_Written exercise_. Quote every line of the records below word for word, leaving the pictures out of your answer.

_Excerpts from point annotation data_.
══════════════════════════════
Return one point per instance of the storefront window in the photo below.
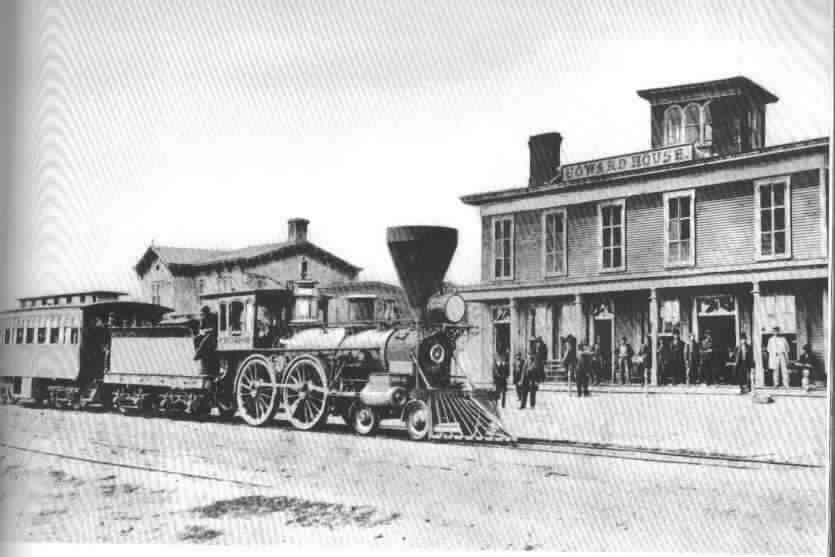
(555, 242)
(692, 123)
(679, 216)
(672, 126)
(774, 231)
(502, 248)
(612, 230)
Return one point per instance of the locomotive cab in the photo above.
(254, 319)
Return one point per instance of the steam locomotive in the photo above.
(267, 352)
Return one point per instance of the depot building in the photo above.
(710, 228)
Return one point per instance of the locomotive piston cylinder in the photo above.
(390, 396)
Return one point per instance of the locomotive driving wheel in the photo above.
(306, 393)
(256, 391)
(364, 419)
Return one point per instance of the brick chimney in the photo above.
(545, 158)
(297, 230)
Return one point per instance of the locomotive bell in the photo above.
(421, 256)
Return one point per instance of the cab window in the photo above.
(236, 316)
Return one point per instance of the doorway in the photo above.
(723, 332)
(603, 337)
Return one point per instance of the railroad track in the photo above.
(395, 432)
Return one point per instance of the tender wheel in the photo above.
(364, 419)
(306, 393)
(256, 391)
(418, 421)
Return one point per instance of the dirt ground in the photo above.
(86, 477)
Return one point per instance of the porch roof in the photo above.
(772, 271)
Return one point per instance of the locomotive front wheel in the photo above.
(364, 419)
(306, 393)
(256, 391)
(418, 421)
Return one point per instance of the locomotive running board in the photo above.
(461, 416)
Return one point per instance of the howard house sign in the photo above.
(625, 163)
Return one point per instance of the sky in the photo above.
(211, 123)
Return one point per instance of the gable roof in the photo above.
(192, 259)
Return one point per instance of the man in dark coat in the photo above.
(706, 358)
(743, 363)
(675, 358)
(501, 372)
(691, 359)
(569, 359)
(518, 367)
(584, 369)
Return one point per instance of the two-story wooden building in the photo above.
(176, 277)
(710, 229)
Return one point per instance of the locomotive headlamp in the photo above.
(449, 308)
(437, 354)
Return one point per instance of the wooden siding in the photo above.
(725, 225)
(806, 215)
(724, 232)
(644, 233)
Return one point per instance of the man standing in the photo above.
(743, 363)
(501, 371)
(778, 358)
(584, 366)
(624, 360)
(675, 362)
(569, 359)
(706, 359)
(691, 358)
(528, 382)
(518, 368)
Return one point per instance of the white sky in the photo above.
(209, 124)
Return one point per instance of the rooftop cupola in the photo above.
(720, 117)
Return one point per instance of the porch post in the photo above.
(514, 325)
(653, 334)
(757, 338)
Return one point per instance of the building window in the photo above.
(555, 240)
(773, 229)
(692, 123)
(236, 317)
(503, 248)
(707, 124)
(612, 231)
(222, 316)
(672, 125)
(679, 232)
(755, 124)
(156, 292)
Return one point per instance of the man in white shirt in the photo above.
(778, 358)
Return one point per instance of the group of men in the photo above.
(679, 362)
(527, 373)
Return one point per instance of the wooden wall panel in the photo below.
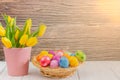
(72, 25)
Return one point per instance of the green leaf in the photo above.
(13, 41)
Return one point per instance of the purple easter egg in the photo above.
(59, 53)
(52, 52)
(54, 64)
(56, 58)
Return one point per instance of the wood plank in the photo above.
(4, 75)
(72, 25)
(35, 74)
(96, 70)
(114, 66)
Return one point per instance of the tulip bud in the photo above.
(17, 34)
(9, 19)
(11, 22)
(42, 30)
(23, 39)
(31, 41)
(28, 26)
(7, 43)
(2, 31)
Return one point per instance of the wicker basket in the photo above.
(57, 72)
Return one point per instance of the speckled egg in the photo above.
(44, 61)
(54, 64)
(66, 55)
(50, 55)
(52, 52)
(72, 54)
(56, 58)
(59, 53)
(64, 63)
(73, 61)
(41, 54)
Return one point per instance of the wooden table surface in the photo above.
(91, 70)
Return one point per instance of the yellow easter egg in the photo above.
(66, 55)
(41, 54)
(73, 61)
(50, 55)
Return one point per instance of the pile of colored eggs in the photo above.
(63, 59)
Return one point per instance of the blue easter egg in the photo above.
(64, 63)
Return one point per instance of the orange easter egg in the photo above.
(66, 55)
(50, 55)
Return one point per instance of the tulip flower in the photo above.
(9, 19)
(11, 22)
(42, 30)
(17, 34)
(23, 39)
(7, 43)
(31, 41)
(28, 26)
(2, 31)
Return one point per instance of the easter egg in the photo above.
(44, 61)
(64, 63)
(59, 53)
(44, 52)
(54, 64)
(67, 52)
(41, 54)
(52, 52)
(50, 55)
(56, 58)
(72, 54)
(73, 61)
(66, 55)
(80, 56)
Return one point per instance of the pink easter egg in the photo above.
(52, 52)
(56, 58)
(54, 64)
(45, 61)
(59, 53)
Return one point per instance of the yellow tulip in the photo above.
(9, 19)
(11, 22)
(31, 41)
(28, 26)
(42, 30)
(7, 43)
(17, 34)
(23, 39)
(2, 31)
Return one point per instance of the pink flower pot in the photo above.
(17, 60)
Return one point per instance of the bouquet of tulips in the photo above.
(13, 36)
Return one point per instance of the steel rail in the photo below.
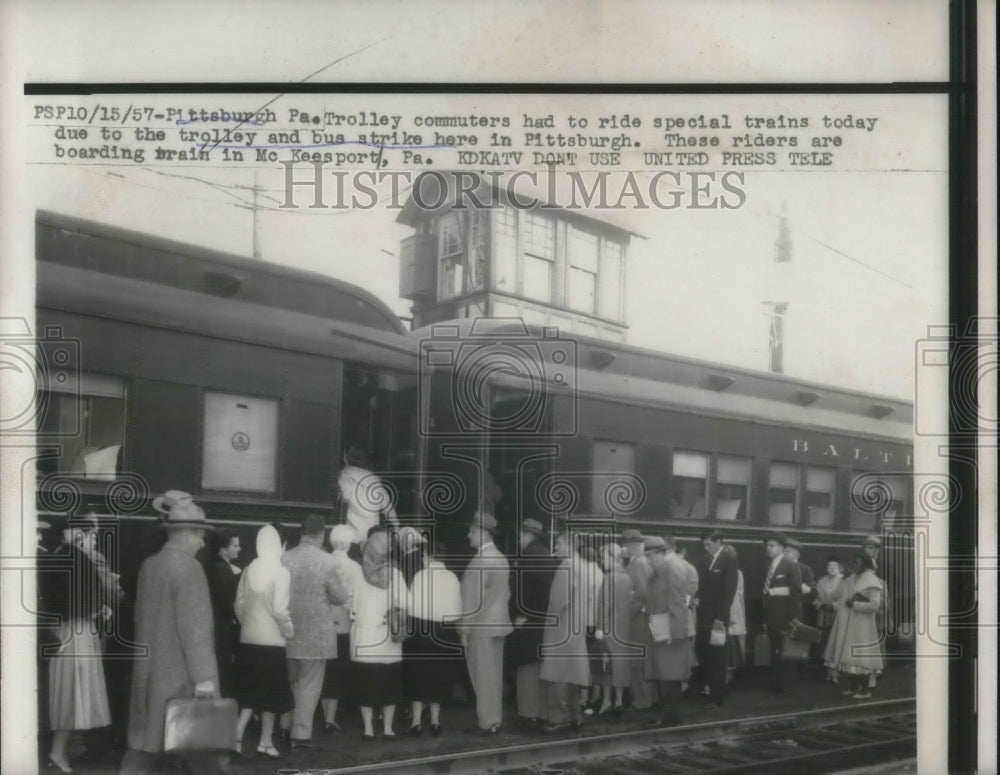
(551, 752)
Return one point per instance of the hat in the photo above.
(170, 499)
(186, 514)
(485, 520)
(655, 543)
(342, 534)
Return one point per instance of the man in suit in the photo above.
(716, 590)
(315, 594)
(782, 603)
(793, 551)
(485, 621)
(638, 569)
(529, 600)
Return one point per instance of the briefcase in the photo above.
(200, 724)
(794, 650)
(804, 633)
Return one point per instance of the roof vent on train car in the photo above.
(806, 397)
(223, 283)
(601, 359)
(718, 382)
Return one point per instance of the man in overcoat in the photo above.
(638, 569)
(485, 621)
(565, 660)
(316, 592)
(782, 603)
(668, 662)
(173, 619)
(717, 587)
(530, 586)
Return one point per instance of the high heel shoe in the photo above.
(59, 766)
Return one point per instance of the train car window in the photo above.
(820, 487)
(583, 252)
(732, 490)
(783, 491)
(240, 443)
(81, 426)
(505, 248)
(609, 295)
(450, 256)
(689, 485)
(874, 499)
(539, 256)
(610, 459)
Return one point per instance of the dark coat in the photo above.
(531, 582)
(779, 610)
(716, 589)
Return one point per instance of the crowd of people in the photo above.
(366, 612)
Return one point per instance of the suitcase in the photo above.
(804, 633)
(762, 650)
(200, 724)
(794, 650)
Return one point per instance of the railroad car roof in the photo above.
(619, 371)
(87, 245)
(87, 292)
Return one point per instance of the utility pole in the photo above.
(256, 215)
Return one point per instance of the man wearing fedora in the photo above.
(782, 602)
(485, 621)
(529, 600)
(173, 619)
(639, 570)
══════════════════════════════
_Result below_.
Return one point per instance of the storefront window in the photo below.
(555, 242)
(692, 123)
(679, 216)
(672, 126)
(774, 231)
(502, 248)
(612, 230)
Return one point per instance of the locomotive cab in the photo above.
(254, 319)
Return one point per instance of the steam locomotive in the photo above.
(267, 352)
Return one point per instance of the depot building in the photo above.
(710, 228)
Return one point per instance of the locomotive piston cylinder in the photo above.
(390, 396)
Return one point per instance of the locomotive driving wheel in the photo above.
(306, 393)
(256, 391)
(364, 419)
Return one point per instance of the brick chimney in the photo above.
(545, 158)
(297, 230)
Return one point per instance of the locomotive bell in the photo above.
(421, 256)
Return one point per instance of the cab window in the photo above.
(236, 316)
Return one point per instance of the doorway in the photo above.
(723, 332)
(603, 337)
Return one point per instance of the railroad track in the photo above.
(395, 432)
Return one point per instance of the tender wheel in the photo above.
(364, 419)
(306, 393)
(256, 391)
(418, 421)
Return one point per instance of the dirt ground in the photo above.
(86, 477)
Return one point per instance of the porch roof in the photo above.
(772, 271)
Return one point per instance of the locomotive front wheel in the photo above.
(364, 419)
(306, 393)
(256, 391)
(418, 421)
Return one point per instance of the locomotive running board in the photo above.
(461, 416)
Return one point per instance of the howard house sign in the photo above.
(625, 163)
Return one point per instance of the sky in the photo above.
(211, 123)
Return one point per instance of the gable roof in the photo above.
(192, 259)
Return one point per instance of the man in dark coat in the photo above.
(706, 358)
(743, 363)
(675, 358)
(501, 372)
(691, 359)
(569, 359)
(518, 367)
(584, 369)
Return one point per instance of the two-story wooden building in the photo above.
(176, 277)
(710, 229)
Return one point per instance of the locomotive headlamp in the photo above.
(449, 308)
(437, 354)
Return one point per instance of the wooden siding in the photo above.
(725, 225)
(806, 215)
(724, 232)
(644, 233)
Return one point per instance of the man standing in the photo above.
(743, 363)
(501, 371)
(778, 358)
(584, 366)
(624, 360)
(675, 362)
(569, 359)
(706, 359)
(691, 358)
(528, 382)
(518, 368)
Return one point per instance of the white sky in the photo above.
(209, 124)
Return one point per instance of the rooftop cupola in the photo above.
(720, 117)
Return one point per instance of the porch post in the photo above.
(514, 325)
(653, 334)
(757, 338)
Return one point per instance of the building window in the photo above.
(555, 240)
(773, 229)
(692, 123)
(236, 317)
(503, 248)
(707, 124)
(612, 231)
(222, 316)
(672, 125)
(679, 232)
(755, 124)
(156, 292)
Return one point per instance of the man in white shirt in the photo above.
(778, 358)
Return one point per instance of the group of men in the photo above.
(679, 362)
(527, 373)
Return one point per instance of the wooden wall panel in the photo below.
(72, 25)
Return one point per instance of the green leaf in the photo above.
(13, 41)
Return one point per instance of the purple easter egg in the photo above.
(59, 53)
(52, 52)
(54, 64)
(56, 58)
Return one point per instance of the wood plank in the photo above.
(4, 75)
(72, 25)
(35, 74)
(96, 70)
(114, 66)
Return one point per instance of the tulip bud in the photo above.
(17, 34)
(9, 19)
(11, 22)
(42, 30)
(23, 39)
(31, 41)
(28, 26)
(7, 43)
(2, 31)
Return one point per instance of the wicker basket in the photo above.
(57, 72)
Return one point per instance of the speckled egg in the photo above.
(44, 61)
(54, 64)
(66, 55)
(50, 55)
(52, 52)
(72, 54)
(56, 58)
(59, 53)
(64, 63)
(73, 61)
(41, 54)
Return one point per instance of the wooden table surface in the photo above.
(91, 70)
Return one point per instance of the yellow easter egg in the photo above.
(66, 55)
(41, 54)
(73, 61)
(50, 55)
Return one point per instance of the pile of colored eggs in the photo above.
(63, 59)
Return one point per instance of the blue easter egg in the photo above.
(64, 63)
Return one point per instance of the orange easter egg in the photo above.
(66, 55)
(50, 55)
Return one point per instance of the tulip flower in the photo above.
(9, 19)
(11, 22)
(42, 30)
(17, 34)
(23, 39)
(7, 43)
(31, 41)
(28, 26)
(2, 31)
Return one point per instance of the easter egg in the photo above.
(44, 61)
(64, 63)
(59, 53)
(44, 52)
(54, 64)
(67, 52)
(41, 54)
(52, 52)
(50, 55)
(56, 58)
(72, 54)
(73, 61)
(66, 55)
(80, 56)
Return one point per instance of the pink easter egg in the photo above.
(52, 52)
(56, 58)
(54, 64)
(45, 61)
(59, 53)
Return one point per instance of the yellow tulip in the photo above.
(9, 19)
(11, 22)
(31, 41)
(28, 26)
(42, 30)
(7, 43)
(17, 34)
(23, 39)
(2, 31)
Return one point per instance of the pink flower pot in the photo above.
(17, 60)
Return one point per instance of the bouquet of tulips in the photo above.
(13, 36)
Return one point per instance of the steel rail in the photo below.
(551, 752)
Return one point per instance of the hat in the photo above.
(170, 499)
(186, 514)
(485, 520)
(655, 543)
(342, 534)
Return one point per instance of the man in suit in the photo above.
(716, 590)
(315, 594)
(782, 603)
(793, 551)
(485, 621)
(638, 569)
(529, 600)
Return one point per instance of the briefcase in the photo above.
(200, 724)
(794, 650)
(804, 633)
Return one point per instance of the roof vent on train car in the photo above.
(806, 397)
(223, 283)
(601, 359)
(718, 382)
Return one point per instance of the man in overcoat in the photo above.
(638, 569)
(485, 621)
(565, 660)
(316, 592)
(782, 603)
(668, 662)
(173, 619)
(717, 587)
(530, 586)
Return one point per instance of the high heel shoe in the photo above.
(59, 766)
Return one point per instance of the train car window in the photo above.
(820, 487)
(583, 252)
(732, 490)
(783, 491)
(240, 443)
(81, 426)
(505, 248)
(609, 295)
(450, 256)
(689, 485)
(874, 499)
(539, 256)
(610, 459)
Return one point per instance of the dark coat in the photo above.
(531, 582)
(779, 610)
(716, 589)
Return one point per instance of the crowd of people in the photo above.
(366, 612)
Return one point per instance of the suitcase in the photo above.
(804, 633)
(762, 650)
(200, 724)
(794, 650)
Return one point per instance of the railroad car roof in the photo above.
(619, 371)
(87, 245)
(87, 292)
Return one point per instance of the utility pole in the photo above.
(256, 215)
Return one point per instance of the man wearing fedora in the photo above.
(782, 602)
(485, 621)
(529, 600)
(173, 619)
(639, 570)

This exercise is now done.